TASK STATEMENT: Rescale the part of the entries that opens with the line containing "Rules. Find each instance of the brown" and closes with the line containing "point(318, 789)" by writing out only those lines, requests included, with every answer coordinate multiplied by 0.65 and rounded to a whole number, halves up. Keep the numbers in the requests and their format samples unchanged.

Dataset rows showing where objects appear
------------------------

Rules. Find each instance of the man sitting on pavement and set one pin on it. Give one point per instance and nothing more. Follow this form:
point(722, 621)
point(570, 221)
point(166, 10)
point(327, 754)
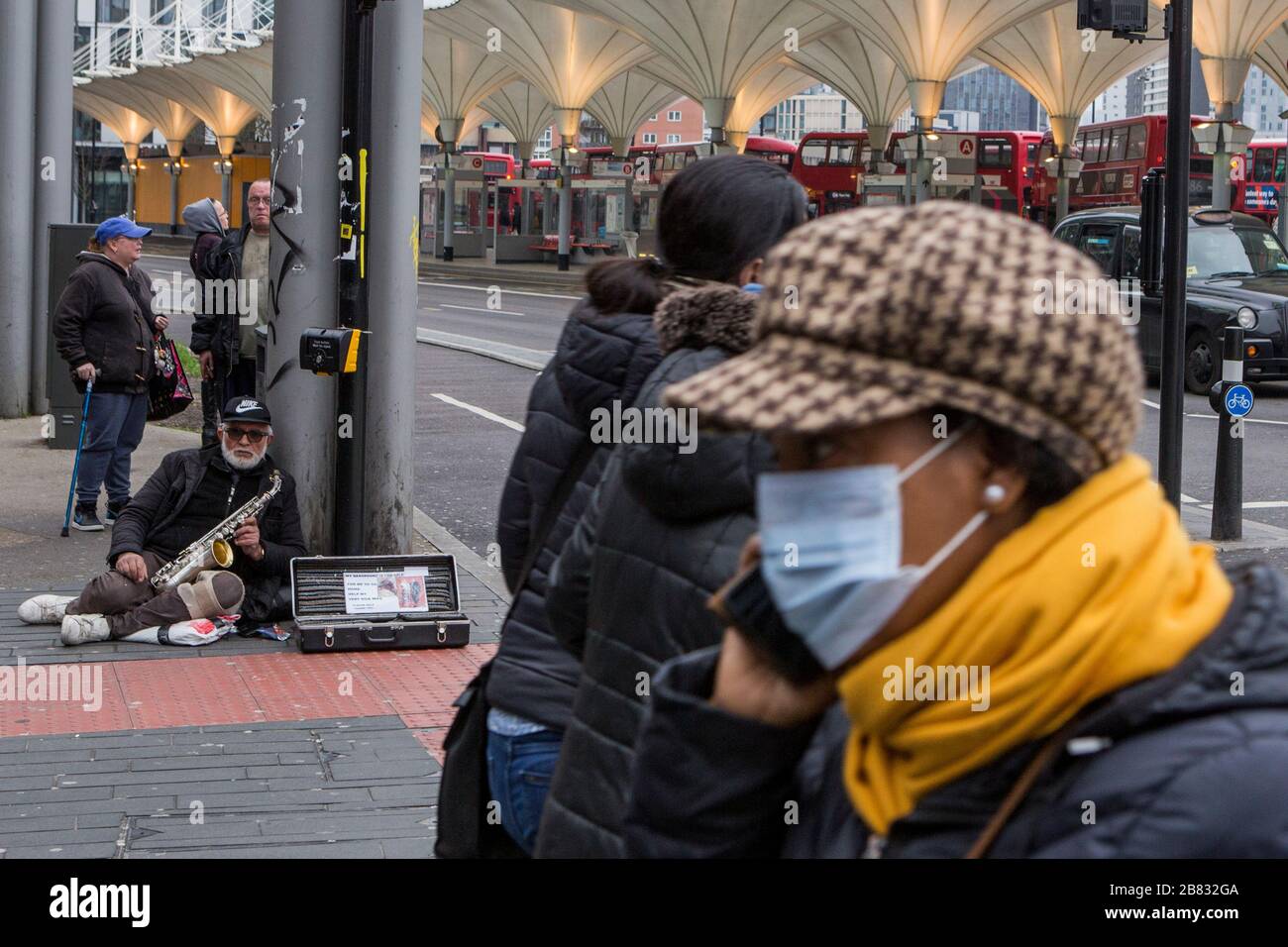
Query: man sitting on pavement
point(189, 493)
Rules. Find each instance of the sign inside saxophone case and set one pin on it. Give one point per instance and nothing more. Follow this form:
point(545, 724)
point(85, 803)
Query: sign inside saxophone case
point(381, 592)
point(330, 351)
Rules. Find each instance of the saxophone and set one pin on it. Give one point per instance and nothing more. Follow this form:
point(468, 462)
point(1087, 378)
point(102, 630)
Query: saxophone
point(214, 549)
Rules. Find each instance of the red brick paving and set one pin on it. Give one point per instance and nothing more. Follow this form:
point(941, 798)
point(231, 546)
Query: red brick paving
point(419, 685)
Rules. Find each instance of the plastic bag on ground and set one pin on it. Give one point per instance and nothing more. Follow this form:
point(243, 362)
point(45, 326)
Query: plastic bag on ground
point(193, 633)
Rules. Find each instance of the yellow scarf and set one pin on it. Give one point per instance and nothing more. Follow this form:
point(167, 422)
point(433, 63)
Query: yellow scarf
point(1096, 591)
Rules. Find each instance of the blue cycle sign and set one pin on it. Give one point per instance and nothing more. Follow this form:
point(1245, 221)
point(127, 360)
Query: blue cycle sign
point(1237, 401)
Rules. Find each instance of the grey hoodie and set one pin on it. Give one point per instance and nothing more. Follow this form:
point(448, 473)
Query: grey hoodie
point(201, 217)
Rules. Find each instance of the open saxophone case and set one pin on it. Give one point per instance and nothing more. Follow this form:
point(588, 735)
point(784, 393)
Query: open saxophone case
point(377, 602)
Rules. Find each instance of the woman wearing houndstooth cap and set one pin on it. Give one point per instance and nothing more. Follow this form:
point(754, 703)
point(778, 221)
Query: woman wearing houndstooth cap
point(984, 612)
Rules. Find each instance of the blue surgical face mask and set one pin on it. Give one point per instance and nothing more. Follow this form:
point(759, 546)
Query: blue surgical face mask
point(832, 545)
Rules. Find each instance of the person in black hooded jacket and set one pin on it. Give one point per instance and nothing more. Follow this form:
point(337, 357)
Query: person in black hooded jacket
point(604, 355)
point(664, 528)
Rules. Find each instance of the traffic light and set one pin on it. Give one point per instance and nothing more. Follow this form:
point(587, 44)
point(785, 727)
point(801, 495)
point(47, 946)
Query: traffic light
point(1115, 16)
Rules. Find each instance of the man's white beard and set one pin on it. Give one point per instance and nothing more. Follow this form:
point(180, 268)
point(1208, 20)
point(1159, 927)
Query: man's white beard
point(237, 463)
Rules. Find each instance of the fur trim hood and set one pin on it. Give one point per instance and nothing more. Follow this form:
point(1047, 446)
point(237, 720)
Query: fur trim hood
point(711, 315)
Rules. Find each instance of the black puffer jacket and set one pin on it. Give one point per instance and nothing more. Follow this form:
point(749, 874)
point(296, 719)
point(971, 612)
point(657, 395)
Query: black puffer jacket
point(215, 331)
point(662, 532)
point(167, 491)
point(597, 360)
point(1176, 766)
point(104, 317)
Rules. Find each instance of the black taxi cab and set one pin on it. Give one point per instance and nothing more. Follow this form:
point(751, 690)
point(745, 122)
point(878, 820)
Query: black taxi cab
point(1236, 275)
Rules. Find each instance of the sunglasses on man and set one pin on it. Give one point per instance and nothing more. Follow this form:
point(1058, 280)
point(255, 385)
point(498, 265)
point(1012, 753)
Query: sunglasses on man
point(236, 434)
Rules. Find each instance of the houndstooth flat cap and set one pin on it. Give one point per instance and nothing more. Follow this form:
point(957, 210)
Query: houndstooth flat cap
point(881, 312)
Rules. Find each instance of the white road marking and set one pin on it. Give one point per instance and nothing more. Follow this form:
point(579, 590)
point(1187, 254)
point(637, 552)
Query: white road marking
point(489, 289)
point(1256, 505)
point(480, 308)
point(1212, 418)
point(481, 411)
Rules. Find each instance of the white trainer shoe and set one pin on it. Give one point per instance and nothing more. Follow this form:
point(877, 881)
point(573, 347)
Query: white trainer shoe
point(44, 609)
point(78, 629)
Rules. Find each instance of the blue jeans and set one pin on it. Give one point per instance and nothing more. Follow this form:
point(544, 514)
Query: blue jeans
point(519, 771)
point(114, 429)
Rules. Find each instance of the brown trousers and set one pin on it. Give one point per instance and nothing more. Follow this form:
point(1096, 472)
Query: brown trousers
point(132, 605)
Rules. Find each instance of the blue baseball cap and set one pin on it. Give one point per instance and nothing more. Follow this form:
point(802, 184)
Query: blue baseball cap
point(119, 227)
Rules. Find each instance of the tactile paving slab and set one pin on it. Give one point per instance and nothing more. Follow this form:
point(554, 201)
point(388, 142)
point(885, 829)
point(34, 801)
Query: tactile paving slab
point(421, 684)
point(176, 692)
point(304, 686)
point(318, 789)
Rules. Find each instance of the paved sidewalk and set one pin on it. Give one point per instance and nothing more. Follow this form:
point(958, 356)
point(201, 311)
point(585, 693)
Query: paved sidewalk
point(245, 748)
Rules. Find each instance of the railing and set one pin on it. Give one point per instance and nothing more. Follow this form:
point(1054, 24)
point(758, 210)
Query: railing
point(172, 35)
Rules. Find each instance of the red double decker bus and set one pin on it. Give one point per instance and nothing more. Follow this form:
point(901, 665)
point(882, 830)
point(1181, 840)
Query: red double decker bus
point(1258, 176)
point(776, 151)
point(670, 159)
point(1116, 158)
point(829, 166)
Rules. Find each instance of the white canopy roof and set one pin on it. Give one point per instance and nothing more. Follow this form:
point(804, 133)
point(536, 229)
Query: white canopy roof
point(167, 116)
point(928, 39)
point(458, 76)
point(223, 112)
point(127, 124)
point(1047, 54)
point(709, 50)
point(523, 110)
point(626, 101)
point(567, 55)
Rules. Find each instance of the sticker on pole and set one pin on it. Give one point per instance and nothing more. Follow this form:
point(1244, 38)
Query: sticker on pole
point(1237, 401)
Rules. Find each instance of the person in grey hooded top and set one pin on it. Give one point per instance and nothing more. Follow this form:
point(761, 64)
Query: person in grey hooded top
point(207, 219)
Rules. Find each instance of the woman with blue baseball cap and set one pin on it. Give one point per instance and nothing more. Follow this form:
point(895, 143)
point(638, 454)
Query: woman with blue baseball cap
point(103, 328)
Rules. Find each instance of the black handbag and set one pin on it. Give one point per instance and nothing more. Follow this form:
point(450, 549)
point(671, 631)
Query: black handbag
point(465, 792)
point(168, 390)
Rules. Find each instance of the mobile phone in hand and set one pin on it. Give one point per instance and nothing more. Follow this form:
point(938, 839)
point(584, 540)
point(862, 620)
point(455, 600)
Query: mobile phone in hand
point(745, 602)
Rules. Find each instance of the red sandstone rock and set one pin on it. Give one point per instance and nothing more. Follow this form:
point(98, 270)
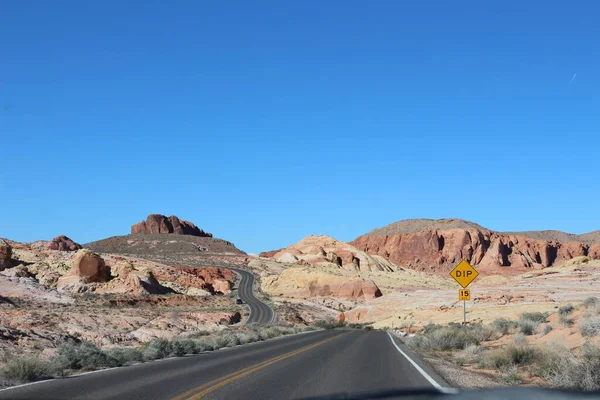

------------------------

ANSWER TO THE TASK:
Rules. Find each instance of the brown trousers and set one pin on it. Give one point per instance and nothing more. Follow this form:
point(1096, 472)
Query: brown trousers
point(86, 393)
Rules. Find each instance of the blue baseball cap and set one pin on it. Give one point per instance and nothing more. Follow this form:
point(802, 184)
Query: blue baseball cap
point(77, 148)
Rules. Find each instance of the tactile paving slab and set one pin on it. Give one point per instance and nothing more. Follow this form:
point(554, 201)
point(388, 142)
point(885, 829)
point(34, 801)
Query: tactile paving slab
point(274, 445)
point(114, 450)
point(198, 446)
point(207, 513)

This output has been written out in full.